[Start of INPUT FOR THIS TASK]
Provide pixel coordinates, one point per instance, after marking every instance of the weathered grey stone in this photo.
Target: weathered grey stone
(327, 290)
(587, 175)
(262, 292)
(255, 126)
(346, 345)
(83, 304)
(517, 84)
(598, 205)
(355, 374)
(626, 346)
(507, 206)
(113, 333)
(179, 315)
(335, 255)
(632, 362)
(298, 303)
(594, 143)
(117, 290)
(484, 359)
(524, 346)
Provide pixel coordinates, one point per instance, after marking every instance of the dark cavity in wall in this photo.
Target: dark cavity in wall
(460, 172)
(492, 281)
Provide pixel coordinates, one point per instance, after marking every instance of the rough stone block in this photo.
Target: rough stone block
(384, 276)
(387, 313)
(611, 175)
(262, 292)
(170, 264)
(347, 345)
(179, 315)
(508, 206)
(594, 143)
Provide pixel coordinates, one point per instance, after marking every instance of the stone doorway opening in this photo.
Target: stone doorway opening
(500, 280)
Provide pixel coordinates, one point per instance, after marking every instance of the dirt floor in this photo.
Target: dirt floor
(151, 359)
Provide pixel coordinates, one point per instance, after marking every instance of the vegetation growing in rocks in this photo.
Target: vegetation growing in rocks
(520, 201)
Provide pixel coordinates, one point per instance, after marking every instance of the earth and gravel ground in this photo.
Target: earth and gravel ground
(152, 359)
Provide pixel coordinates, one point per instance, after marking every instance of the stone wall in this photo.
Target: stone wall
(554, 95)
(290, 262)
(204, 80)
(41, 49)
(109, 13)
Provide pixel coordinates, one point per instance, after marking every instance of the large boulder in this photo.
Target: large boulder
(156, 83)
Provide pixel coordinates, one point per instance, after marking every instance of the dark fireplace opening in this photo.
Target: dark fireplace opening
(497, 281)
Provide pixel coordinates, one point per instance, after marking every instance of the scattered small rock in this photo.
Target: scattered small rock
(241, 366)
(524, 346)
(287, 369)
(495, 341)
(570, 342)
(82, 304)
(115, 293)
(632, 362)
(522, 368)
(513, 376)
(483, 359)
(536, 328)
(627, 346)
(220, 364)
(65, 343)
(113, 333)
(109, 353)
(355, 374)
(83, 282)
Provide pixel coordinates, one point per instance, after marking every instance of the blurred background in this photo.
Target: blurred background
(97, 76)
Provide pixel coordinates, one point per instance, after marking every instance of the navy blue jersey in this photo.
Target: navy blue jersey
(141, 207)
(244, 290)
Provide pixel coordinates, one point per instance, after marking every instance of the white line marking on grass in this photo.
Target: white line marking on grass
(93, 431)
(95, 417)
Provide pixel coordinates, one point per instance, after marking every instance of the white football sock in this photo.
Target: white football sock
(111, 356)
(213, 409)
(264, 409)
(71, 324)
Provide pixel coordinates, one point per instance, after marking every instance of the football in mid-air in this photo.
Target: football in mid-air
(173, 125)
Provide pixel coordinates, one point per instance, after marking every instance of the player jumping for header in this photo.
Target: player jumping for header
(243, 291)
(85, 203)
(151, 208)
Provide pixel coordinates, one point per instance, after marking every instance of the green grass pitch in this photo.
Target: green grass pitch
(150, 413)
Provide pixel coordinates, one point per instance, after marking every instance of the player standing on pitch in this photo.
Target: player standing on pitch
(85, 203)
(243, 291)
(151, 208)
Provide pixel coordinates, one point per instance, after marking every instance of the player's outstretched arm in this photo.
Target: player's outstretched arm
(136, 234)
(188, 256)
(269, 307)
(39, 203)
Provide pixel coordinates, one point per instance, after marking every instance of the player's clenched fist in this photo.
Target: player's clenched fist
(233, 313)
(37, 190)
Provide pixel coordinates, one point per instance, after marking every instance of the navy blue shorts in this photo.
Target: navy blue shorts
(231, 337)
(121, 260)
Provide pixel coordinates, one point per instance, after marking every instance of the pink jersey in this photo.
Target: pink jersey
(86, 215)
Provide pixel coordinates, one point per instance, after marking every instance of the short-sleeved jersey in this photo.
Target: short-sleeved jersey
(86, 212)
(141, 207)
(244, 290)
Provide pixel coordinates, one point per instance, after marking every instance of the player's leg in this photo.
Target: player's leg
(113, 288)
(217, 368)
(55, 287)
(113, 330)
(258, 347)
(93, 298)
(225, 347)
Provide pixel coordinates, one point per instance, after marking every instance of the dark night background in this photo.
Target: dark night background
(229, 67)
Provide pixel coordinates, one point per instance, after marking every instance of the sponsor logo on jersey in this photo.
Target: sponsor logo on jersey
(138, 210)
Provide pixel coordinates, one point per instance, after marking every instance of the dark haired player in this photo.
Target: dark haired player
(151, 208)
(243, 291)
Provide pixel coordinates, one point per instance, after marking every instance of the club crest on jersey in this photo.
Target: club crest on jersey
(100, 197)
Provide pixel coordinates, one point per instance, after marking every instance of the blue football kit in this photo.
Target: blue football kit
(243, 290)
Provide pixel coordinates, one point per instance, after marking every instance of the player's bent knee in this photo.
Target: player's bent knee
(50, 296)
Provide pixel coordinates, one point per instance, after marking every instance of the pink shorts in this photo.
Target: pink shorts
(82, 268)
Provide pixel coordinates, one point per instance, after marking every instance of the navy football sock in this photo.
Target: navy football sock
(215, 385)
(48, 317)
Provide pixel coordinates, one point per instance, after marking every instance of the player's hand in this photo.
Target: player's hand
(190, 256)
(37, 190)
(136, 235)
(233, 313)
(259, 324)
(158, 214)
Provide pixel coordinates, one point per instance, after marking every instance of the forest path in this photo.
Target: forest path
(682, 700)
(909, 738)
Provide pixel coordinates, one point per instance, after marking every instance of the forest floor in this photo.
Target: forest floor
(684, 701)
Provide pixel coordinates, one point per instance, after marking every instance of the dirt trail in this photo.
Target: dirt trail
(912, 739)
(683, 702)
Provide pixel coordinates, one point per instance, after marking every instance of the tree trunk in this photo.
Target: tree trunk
[End of INPUT FOR THIS TASK]
*WHAT IS BEING ASKED*.
Locate the line that contains "night background in this photo.", then please quote it and every line after it to the end of the entries above, exactly and with nothing else.

*CORRECT RESULT*.
Provide pixel coordinates, one point per instance, after marking every instance of the dark night background in this photo.
Target: dark night background
(229, 67)
Provide pixel coordinates, one point per instance, after marking every instance of the sponsor logo on jersey in this photo.
Target: sponsor logo on jersey
(138, 210)
Provide pixel coordinates, one point per instance, after marking every instance of the dark haired player in this photo.
Target: dark haired player
(151, 208)
(243, 291)
Provide pixel coordinates, one point per instance, after marking every instance of the club crest on jersey in this photo.
Target: club crest on jersey
(100, 197)
Provide pixel coordinates, one point per instance, after marking every instance of the blue football kit in this photo.
Target: blue football kit
(243, 290)
Provide pixel coordinates, one point per instance, after marking every instance of the player's bent knee in this photo.
Target: player's bent knee
(50, 296)
Provide pixel coordinates, one point per instance, after marking every instance of the pink shorts in this photo.
Target: pink shorts
(82, 268)
Provide pixel coordinates, one point per instance, after marking every instance of the navy football sock in this photo.
Target: navy football sock
(215, 385)
(48, 317)
Provide pixel coordinates, one point per instance, after marking every instance of the player's hand in this photo.
Target: player's hand
(190, 256)
(37, 190)
(136, 235)
(233, 313)
(259, 324)
(158, 214)
Provide pixel coordinates, one point per instance, after marking every instance of the forest path in this photo.
Target: forest path
(682, 700)
(909, 738)
Provide pixel coordinates, one point per instance, after marking every instance of the forest floor in this photo.
Target: forest floor
(684, 701)
Provide pixel coordinates, one point per instance, after marking every instance of the dirt trail in this photo.
Target: dirt trail
(912, 739)
(683, 702)
Provide pixel coordinates, one point per instance, after marking every instance of the tree trunk in this photo.
Target: tree trunk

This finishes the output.